### [Texto de la página]
● ● ● ●

Lyudmila Pavlichenko (1916-1974), francotiradora de la 25º División Chapaiev ,
Y no lo tiene porque la guerra no sólo la escriben los vencedores sino que además la escriben en exclusiva (o al menos hasta hace algunos años) los hombres del bando ganador. Por eso “La guerra no tiene rostro de mujer” de Svetlana Alexiévich tiene tanto peso a nivel periodístico y testimonial, porque cuenta una parte de la historia (la de la II Guerra Mundial) muchas veces escrita, reescrita e interpretada pero desde una perspectiva únicamente femenina y humana, lejos de versiones oficiales, biografías maquilladas o estadísticas bélicas.
Cuando Svetlana Alexiévich fue elegida para el Premio Nobel de Literatura de 2015 “Voces de Chernobil” fue su buque insignia, su obra de presentación en España. De hecho era su único libro publicado en nuestro país. Sin embargo el trabajo que realmente la había llevado un personaje de referencia dentro del panorama periodístico mundial era “La guerra no tiene nombre de mujer”, su primer libro, publicado por primera vez en 1983 y reescrito en el año 2000 para introducir fragmentos censurados, autocensurados o tachados por respeto hacia algunas de sus confidentes o por cualquier otro motivo. Por entonces ella ya vivía en el exilio fuera de las fronteras de Bielorrusia, país en el que su voz resultaba y resulta altamente incómoda para las autoridades, y su obra periodística, a medio camino entre la crónica, el ensayo, la biografía y la historiografía, comenzaba a ser reconocida y traducida por todo el planeta.
Mujeres soviéticas, un paso al frente
Muchas mujeres combatieron en la II Guerra Mundial. Más de un millón lo hizo en el Ejército Rojo. La mayoría eran jóvenes, rozando levemente por debajo o por encima la veintena. De hecho muchos de los detalles que se aprecian en el libro y que se justifican con su condición femenina responden, desde mi humilde punto de vista, más a una cuestión de edad (muchas eran adolescentes, apenas unas niñas) que a una de género.

● ● ● ●

### [Objetivo 1]
Según el texto sobre Svetlana Alexiévich, ¿cuántas mujeres combatieron en el Ejército Rojo?
### [Objetivo 2]
Devuelve el fragmento del texto sobre Svetlana Alexiévich que comienza en las palabras "Mujeres soviéticas, un" y termina después de "una de género.".
Básate únicamente en el texto sobre Svetlana Alexiévich.

● ● ● ●

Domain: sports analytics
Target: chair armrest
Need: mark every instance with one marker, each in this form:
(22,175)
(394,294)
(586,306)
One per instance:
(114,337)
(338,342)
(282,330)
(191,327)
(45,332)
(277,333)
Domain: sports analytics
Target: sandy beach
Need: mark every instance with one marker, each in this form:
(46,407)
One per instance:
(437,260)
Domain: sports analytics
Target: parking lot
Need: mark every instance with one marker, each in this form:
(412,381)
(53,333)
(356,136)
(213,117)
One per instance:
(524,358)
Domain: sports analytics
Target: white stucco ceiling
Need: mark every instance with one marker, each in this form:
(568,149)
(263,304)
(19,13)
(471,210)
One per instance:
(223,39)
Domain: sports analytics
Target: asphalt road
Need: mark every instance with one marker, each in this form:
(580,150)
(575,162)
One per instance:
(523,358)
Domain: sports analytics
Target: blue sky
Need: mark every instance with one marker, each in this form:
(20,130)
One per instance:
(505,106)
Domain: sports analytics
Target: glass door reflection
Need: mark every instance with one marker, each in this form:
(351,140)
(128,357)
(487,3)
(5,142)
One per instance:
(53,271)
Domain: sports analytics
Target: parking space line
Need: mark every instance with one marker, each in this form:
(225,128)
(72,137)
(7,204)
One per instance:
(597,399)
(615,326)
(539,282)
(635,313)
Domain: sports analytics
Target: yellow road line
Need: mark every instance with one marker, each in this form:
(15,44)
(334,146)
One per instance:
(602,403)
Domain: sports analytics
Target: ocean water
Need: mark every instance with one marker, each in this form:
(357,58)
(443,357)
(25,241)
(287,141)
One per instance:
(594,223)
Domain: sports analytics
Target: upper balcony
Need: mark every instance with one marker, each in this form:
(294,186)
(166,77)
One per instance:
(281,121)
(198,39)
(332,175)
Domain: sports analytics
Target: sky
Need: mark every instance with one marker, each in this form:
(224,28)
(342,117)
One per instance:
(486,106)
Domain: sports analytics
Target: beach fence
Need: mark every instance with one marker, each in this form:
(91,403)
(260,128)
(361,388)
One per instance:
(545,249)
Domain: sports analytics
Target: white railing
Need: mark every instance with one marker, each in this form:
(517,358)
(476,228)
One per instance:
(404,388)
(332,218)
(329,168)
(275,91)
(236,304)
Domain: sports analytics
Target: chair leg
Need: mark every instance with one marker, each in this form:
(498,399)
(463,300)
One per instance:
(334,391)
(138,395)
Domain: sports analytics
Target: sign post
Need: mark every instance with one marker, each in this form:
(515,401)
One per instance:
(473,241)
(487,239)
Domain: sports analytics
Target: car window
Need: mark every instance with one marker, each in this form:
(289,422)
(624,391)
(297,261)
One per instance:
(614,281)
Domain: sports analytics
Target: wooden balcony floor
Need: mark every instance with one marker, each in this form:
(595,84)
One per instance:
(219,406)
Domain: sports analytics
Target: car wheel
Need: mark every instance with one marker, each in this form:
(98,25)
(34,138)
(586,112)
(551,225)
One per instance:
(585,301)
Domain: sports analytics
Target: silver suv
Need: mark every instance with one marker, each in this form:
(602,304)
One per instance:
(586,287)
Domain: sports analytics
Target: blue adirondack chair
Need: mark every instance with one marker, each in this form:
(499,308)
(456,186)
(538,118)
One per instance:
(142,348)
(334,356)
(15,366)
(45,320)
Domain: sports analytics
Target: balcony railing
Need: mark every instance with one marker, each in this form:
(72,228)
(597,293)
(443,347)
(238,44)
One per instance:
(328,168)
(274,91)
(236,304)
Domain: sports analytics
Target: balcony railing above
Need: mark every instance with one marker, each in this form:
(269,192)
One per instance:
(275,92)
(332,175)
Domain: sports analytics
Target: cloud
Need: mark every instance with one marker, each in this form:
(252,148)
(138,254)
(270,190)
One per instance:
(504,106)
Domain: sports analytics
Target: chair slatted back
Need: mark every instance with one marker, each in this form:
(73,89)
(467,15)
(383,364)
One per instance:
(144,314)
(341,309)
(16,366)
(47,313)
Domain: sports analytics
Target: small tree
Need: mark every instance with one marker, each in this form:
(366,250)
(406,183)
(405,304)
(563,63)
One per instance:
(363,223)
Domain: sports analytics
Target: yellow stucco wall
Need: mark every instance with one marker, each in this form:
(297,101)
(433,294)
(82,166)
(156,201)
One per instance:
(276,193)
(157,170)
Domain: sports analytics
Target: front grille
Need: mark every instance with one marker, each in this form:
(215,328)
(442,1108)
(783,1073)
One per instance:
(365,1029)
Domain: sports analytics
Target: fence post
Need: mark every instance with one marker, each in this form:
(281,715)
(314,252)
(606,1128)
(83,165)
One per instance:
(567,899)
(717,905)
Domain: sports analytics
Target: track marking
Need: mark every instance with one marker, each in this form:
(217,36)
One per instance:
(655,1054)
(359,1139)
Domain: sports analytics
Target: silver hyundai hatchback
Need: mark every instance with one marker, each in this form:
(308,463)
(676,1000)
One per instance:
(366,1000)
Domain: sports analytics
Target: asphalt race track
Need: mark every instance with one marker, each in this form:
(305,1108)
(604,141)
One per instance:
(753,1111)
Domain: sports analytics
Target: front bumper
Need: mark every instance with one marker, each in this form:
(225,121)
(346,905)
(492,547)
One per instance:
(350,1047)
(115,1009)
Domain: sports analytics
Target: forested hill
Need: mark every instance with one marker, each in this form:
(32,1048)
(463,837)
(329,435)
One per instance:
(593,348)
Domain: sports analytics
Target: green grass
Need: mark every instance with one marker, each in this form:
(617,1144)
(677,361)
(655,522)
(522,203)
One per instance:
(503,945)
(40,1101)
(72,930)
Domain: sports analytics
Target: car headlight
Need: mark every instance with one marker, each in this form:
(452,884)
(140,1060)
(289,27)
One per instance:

● ● ● ●

### [Resultado final 1]
Más de un millón.

### [Resultado final 2]
Mujeres soviéticas, un paso al frente
Muchas mujeres combatieron en la II Guerra Mundial. Más de un millón lo hizo en el Ejército Rojo. La mayoría eran jóvenes, rozando levemente por debajo o por encima la veintena. De hecho muchos de los detalles que se aprecian en el libro y que se justifican con su condición femenina responden, desde mi humilde punto de vista, más a una cuestión de edad (muchas eran adolescentes, apenas unas niñas) que a una de género.